→ Objectif visé a: Relevez chaque ligne des enregistrements qui contient la chaîne « road ».

→ Texte fourni:
++++++++

Ces cinq spécificités permettent de mieux saisir la philosophie, le territoire et la façon d’intervenir en IP et de comprendre en quoi elle se distingue des autres types d’interventions sociales privilégiés en CIUSSS. L’IP apparaît comme une réponse à la responsabilité populationnelle inscrite dans la Loi sur la santé et les services sociaux et dans le Programme national de santé publique qui exige de penser autrement et d’élaborer de nouvelles façons de faire dans le RSSS (INSPQ, 2016 ; Tremblay, 2015).

++++++++

→ Objectif visé b: Dressez la liste de tous les sigles présents dans le texte fourni.

++++++++

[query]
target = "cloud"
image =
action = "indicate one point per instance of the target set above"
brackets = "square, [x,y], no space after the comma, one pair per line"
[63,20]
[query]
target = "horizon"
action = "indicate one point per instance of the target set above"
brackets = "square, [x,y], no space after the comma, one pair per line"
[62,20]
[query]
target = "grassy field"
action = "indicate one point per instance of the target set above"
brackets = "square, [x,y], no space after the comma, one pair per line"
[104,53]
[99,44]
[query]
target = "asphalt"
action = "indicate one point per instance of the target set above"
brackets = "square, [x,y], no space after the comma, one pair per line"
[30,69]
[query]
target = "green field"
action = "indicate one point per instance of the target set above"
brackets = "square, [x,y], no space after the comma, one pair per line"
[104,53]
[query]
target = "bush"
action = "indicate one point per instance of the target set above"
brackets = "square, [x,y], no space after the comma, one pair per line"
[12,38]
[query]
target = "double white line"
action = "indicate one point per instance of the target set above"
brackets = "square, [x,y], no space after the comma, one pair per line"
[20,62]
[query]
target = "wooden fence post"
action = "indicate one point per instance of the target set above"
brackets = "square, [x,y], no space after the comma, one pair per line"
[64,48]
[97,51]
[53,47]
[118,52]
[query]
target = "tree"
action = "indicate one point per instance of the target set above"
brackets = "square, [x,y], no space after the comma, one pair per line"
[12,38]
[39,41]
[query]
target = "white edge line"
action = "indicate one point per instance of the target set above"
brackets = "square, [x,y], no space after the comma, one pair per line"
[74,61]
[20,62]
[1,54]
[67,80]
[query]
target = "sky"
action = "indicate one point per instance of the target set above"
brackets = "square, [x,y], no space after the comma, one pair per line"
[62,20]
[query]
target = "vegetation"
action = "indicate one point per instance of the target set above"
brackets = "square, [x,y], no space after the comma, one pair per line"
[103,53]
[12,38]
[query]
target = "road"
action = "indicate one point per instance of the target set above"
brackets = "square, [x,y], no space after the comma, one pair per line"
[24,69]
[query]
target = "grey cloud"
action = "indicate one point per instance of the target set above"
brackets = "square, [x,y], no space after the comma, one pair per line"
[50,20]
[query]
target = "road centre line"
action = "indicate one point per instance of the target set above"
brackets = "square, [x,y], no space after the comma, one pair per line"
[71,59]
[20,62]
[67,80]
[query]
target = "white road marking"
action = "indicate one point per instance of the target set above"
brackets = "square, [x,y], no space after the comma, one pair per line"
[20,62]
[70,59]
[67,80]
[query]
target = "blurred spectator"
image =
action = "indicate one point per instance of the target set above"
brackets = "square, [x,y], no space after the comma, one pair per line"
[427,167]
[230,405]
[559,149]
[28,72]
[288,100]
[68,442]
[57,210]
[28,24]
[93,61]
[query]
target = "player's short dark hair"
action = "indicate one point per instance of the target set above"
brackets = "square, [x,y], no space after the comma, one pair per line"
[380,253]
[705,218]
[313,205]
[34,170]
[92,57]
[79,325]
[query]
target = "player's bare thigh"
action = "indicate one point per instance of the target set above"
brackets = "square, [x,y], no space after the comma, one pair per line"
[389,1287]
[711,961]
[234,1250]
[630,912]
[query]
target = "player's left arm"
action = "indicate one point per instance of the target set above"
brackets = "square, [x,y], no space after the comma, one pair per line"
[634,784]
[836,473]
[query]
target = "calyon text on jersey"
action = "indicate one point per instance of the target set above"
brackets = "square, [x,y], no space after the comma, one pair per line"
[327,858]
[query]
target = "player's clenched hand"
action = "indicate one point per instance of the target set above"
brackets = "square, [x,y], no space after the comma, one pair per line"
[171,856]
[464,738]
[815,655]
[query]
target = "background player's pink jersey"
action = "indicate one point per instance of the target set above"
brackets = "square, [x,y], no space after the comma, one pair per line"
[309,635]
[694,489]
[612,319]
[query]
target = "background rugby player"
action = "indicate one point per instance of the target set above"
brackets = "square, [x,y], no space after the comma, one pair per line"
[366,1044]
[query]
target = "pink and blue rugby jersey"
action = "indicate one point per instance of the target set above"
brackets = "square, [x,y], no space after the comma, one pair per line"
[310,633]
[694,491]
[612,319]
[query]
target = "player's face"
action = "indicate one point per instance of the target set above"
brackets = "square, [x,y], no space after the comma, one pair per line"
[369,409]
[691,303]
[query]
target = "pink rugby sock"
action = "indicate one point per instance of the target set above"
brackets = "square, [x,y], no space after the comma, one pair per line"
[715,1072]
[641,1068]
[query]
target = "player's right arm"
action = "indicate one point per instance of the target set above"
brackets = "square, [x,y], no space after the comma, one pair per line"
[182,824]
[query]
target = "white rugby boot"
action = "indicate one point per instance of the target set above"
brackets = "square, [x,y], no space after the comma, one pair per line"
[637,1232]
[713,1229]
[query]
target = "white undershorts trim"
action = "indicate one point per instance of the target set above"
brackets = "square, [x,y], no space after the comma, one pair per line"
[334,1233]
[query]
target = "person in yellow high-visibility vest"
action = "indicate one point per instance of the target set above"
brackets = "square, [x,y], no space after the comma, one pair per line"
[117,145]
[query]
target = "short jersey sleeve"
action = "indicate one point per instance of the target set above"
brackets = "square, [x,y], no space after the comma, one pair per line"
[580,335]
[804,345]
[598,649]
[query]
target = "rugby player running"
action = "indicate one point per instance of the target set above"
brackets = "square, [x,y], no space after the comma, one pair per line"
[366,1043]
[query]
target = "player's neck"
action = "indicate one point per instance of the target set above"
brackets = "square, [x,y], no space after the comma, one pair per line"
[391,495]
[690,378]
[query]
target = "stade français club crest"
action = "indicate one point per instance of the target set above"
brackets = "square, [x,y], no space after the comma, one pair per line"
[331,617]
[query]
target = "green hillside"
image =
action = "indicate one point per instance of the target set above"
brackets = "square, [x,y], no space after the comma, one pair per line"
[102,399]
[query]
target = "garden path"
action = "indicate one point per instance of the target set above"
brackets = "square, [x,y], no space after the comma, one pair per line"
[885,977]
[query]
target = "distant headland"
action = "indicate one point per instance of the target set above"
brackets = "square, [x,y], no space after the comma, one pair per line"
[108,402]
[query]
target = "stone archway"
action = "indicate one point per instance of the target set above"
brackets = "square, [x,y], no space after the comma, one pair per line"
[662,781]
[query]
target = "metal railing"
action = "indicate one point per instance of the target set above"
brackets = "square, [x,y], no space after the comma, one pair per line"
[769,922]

++++++++

→ Réponse attendue a:
target = "road"
target = "road centre line"
target = "white road marking"

→ Réponse attendue b:
IP
CIUSSS
RSSS
INSPQ